Excerpt to read:
>>>

Dear Fifteen-Year-Old Me,
You’re more powerful than you know.
I know the acne is tough. I know that feelings suck and being a teenage girl seems impossibly complicated. I know you secretly want people to like you even though you act indifferent simply because you have so few friends.
Let’s face it – you grew up incredibly sheltered, and the transition from home-schooling to public school was rough to say the least. High school is an angsty time to begin with, but making the switch from home-school straight to ninth grade in a new public school? Yeesh. That time of your life may be hard, but you’ll make it. Those grades will pay off, girl. I’ll never forget the time when you got 102% on your English final because of course you did the extra credit, and the other kids were trying to figure out who it was that achieved that score. You looked at the sheet on the wall and saw your student ID number, and in excitement (and extremely naivety) you said, “Oh my gosh, that’s me!” And that was the first time anyone said the F word to your face. Needless to say, not a smart move on your part. But hey, you live and learn, and from then on you kept your grades to yourself.

<<<

Recorded data:

>>>

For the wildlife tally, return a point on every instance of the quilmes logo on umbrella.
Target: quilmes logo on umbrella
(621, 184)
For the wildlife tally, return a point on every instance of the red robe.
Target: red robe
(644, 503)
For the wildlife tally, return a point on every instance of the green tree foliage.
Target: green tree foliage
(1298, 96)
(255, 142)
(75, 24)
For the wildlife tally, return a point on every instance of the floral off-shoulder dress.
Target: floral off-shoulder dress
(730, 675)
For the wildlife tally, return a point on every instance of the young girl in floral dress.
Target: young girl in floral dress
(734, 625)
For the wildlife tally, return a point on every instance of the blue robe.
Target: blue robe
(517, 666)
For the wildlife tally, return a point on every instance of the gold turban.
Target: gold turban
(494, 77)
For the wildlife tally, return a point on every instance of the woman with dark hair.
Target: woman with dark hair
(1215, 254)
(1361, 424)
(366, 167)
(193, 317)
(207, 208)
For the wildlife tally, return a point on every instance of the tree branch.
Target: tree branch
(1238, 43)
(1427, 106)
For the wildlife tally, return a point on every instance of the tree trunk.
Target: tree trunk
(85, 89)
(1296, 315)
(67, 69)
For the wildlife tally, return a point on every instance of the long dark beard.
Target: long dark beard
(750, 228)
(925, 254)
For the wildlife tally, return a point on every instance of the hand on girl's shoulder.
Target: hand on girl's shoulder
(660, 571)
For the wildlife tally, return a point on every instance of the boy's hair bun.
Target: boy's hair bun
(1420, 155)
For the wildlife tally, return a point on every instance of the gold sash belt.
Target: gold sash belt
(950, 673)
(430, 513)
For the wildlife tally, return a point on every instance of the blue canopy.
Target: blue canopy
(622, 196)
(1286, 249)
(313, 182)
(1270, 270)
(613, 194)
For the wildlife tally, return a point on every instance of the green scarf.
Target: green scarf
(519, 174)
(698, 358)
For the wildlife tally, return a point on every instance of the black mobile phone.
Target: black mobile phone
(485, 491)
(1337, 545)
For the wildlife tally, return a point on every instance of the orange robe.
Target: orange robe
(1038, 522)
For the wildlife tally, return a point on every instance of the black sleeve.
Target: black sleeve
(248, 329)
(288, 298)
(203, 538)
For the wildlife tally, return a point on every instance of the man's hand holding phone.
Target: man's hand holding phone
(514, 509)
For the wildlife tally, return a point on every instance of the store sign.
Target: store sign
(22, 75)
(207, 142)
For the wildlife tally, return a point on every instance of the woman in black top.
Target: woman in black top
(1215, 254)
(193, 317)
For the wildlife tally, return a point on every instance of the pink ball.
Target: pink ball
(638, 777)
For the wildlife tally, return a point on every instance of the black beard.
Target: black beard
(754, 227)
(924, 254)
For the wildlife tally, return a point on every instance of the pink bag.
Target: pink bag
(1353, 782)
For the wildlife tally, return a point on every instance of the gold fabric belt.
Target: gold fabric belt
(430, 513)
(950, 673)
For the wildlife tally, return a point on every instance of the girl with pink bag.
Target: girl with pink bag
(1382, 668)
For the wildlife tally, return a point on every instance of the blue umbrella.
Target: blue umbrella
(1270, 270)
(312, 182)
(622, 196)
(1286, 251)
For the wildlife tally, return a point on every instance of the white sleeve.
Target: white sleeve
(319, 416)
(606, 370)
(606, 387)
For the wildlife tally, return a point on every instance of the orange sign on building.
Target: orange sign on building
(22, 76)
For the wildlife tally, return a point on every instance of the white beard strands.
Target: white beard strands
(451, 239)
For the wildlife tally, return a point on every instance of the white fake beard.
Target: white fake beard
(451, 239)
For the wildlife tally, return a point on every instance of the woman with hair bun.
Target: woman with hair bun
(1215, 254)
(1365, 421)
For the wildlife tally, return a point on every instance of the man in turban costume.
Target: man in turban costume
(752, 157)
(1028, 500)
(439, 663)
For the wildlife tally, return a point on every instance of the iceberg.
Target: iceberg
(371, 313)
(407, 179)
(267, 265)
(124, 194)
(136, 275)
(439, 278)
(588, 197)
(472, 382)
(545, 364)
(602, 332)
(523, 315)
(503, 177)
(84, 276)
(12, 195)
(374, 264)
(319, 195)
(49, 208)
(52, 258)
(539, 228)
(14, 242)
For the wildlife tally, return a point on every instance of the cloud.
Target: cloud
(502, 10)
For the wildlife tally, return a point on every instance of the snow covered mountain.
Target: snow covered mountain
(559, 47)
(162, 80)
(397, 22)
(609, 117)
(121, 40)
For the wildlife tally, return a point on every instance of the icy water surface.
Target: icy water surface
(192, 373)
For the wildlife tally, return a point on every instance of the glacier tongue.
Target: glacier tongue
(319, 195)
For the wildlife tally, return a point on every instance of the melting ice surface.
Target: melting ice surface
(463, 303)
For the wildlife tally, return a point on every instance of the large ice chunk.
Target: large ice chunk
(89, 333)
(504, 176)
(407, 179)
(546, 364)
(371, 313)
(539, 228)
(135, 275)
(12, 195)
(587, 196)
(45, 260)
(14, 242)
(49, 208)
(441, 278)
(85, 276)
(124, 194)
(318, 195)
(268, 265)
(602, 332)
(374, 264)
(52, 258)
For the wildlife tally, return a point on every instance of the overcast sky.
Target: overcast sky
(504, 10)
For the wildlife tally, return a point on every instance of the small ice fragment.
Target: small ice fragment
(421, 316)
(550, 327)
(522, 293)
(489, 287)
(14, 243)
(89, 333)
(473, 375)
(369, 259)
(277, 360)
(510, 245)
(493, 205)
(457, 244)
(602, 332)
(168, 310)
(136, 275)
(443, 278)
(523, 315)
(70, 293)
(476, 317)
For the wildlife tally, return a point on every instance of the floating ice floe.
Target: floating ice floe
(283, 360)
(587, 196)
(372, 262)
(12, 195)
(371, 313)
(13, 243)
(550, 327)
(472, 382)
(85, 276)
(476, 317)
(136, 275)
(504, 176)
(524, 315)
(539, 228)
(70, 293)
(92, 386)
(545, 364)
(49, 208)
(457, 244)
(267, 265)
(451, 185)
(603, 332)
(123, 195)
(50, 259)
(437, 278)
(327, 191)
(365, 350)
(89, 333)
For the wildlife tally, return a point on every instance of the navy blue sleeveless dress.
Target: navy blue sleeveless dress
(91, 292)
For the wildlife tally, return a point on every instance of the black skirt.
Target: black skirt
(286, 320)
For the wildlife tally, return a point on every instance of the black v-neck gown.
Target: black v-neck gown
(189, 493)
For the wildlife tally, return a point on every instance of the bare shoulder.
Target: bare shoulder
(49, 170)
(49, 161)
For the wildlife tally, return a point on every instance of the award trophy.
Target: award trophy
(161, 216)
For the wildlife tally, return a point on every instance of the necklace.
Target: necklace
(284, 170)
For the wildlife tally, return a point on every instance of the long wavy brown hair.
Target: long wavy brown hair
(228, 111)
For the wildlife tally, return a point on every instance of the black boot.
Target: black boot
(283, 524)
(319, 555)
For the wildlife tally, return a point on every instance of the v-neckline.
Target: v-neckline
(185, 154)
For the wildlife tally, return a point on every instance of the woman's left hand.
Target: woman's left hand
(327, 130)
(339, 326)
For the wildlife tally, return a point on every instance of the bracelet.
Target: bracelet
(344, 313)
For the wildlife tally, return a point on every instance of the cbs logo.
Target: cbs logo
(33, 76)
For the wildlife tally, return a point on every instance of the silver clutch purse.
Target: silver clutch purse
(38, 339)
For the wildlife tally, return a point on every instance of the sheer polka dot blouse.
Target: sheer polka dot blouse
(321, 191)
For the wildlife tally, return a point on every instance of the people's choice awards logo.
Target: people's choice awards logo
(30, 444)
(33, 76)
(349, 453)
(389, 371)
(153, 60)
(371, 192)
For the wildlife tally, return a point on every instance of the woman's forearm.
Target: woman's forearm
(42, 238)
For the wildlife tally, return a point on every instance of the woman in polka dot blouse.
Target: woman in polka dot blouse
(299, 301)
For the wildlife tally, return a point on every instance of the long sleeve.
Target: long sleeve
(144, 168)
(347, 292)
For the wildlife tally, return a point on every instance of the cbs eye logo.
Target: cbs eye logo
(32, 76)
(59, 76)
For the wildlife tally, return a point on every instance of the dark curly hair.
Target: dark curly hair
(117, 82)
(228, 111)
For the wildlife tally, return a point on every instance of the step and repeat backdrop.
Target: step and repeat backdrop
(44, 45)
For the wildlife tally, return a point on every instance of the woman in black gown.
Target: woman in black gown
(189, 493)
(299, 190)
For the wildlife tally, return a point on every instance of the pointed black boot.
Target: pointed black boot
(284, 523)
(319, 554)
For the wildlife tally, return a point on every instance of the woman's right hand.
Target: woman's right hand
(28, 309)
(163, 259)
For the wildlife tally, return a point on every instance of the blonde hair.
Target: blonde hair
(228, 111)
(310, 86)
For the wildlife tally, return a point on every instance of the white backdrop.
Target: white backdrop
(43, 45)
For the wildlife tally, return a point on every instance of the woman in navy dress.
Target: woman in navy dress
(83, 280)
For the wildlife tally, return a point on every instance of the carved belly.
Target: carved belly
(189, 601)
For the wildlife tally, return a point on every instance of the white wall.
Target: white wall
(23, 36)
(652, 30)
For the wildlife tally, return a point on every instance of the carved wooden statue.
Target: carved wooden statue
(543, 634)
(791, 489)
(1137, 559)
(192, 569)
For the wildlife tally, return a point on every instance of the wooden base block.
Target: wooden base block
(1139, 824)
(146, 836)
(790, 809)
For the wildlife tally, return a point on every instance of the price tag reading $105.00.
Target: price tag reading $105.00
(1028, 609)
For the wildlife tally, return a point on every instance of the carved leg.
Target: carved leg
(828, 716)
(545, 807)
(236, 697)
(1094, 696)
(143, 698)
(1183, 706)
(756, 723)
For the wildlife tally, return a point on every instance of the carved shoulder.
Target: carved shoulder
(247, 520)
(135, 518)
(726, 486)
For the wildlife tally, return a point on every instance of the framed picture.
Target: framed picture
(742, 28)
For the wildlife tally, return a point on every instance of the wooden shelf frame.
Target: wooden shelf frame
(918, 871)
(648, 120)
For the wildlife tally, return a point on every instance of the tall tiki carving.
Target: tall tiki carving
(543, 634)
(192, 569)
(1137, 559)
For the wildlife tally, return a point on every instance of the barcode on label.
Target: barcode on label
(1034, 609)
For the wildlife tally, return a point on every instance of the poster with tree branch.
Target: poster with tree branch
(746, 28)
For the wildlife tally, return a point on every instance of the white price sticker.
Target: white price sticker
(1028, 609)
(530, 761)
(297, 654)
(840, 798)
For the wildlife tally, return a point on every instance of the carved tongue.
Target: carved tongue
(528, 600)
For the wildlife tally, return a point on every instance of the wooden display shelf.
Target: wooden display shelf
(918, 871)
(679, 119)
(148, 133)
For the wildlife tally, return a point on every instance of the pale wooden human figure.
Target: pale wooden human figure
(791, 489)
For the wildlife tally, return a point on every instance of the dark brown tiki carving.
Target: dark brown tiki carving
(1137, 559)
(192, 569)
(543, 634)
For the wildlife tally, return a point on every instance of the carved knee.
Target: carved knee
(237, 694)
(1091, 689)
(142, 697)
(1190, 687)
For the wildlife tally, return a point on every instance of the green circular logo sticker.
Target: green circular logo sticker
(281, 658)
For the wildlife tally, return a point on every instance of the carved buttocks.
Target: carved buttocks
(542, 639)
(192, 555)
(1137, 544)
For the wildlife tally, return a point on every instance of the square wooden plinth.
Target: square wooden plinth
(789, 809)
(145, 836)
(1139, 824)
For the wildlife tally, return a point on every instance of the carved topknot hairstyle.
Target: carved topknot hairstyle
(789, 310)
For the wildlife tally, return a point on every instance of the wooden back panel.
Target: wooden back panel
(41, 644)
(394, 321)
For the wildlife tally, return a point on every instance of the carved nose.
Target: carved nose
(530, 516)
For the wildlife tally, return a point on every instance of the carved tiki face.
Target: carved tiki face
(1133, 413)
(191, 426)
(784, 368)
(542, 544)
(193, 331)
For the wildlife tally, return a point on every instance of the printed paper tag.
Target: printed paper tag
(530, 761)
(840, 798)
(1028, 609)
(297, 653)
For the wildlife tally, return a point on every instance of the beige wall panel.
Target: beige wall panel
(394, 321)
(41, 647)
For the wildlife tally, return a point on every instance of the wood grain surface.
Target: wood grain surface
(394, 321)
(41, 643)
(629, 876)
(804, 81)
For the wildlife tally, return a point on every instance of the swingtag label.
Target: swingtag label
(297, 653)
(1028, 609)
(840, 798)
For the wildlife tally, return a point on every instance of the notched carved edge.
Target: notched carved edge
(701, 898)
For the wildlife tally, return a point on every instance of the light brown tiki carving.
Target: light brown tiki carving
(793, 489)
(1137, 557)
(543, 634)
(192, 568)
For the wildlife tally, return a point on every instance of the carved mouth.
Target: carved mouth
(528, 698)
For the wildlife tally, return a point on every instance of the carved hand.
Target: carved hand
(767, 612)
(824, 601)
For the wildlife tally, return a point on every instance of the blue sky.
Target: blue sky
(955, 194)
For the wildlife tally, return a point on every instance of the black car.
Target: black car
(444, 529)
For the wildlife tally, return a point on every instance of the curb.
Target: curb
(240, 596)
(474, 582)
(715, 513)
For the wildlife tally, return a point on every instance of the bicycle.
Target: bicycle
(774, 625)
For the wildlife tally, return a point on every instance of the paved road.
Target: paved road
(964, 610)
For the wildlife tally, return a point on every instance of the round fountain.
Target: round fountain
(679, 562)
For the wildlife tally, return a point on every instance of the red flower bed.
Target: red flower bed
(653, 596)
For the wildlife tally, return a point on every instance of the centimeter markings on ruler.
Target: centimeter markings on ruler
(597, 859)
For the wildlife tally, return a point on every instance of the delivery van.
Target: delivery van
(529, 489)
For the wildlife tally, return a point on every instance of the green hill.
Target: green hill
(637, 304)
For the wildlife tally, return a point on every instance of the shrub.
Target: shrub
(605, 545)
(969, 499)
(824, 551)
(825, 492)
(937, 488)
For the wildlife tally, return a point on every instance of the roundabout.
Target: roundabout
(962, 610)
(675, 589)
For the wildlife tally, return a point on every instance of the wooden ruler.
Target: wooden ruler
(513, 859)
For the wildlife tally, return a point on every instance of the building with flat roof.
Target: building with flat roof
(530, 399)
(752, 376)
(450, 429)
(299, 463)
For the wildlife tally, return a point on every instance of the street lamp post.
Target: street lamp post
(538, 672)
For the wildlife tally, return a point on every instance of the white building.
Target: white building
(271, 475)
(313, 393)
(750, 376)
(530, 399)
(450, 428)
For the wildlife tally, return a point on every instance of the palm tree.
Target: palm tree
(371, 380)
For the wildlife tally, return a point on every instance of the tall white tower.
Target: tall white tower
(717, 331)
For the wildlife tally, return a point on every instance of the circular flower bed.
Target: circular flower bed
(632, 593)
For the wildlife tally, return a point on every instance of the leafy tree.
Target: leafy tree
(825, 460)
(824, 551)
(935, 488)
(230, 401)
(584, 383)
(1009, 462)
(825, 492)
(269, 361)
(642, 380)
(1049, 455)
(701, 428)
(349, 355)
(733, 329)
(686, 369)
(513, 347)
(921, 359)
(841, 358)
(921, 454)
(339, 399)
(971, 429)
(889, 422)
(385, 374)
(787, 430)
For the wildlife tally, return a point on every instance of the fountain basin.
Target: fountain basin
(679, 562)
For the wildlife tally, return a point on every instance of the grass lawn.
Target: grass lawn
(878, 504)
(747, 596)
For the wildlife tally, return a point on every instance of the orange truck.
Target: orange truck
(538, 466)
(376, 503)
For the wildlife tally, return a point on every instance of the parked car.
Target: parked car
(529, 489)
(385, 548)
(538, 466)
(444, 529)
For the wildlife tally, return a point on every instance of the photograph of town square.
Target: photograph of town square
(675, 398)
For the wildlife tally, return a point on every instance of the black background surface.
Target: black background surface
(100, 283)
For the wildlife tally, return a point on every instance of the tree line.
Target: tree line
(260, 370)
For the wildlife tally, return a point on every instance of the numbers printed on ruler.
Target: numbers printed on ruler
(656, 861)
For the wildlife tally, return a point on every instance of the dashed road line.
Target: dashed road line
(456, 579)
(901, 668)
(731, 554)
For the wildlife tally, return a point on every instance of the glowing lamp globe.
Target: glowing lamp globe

<<<

Task goal: Render this sentence from the letter addressed to a fifteen-year-old self into Spanish: "That time of your life may be hard, but you’ll make it." The listing bears no relation to the letter addressed to a fifteen-year-old self.

Exercise response: Esa etapa de tu vida puede ser difícil, pero lo lograrás.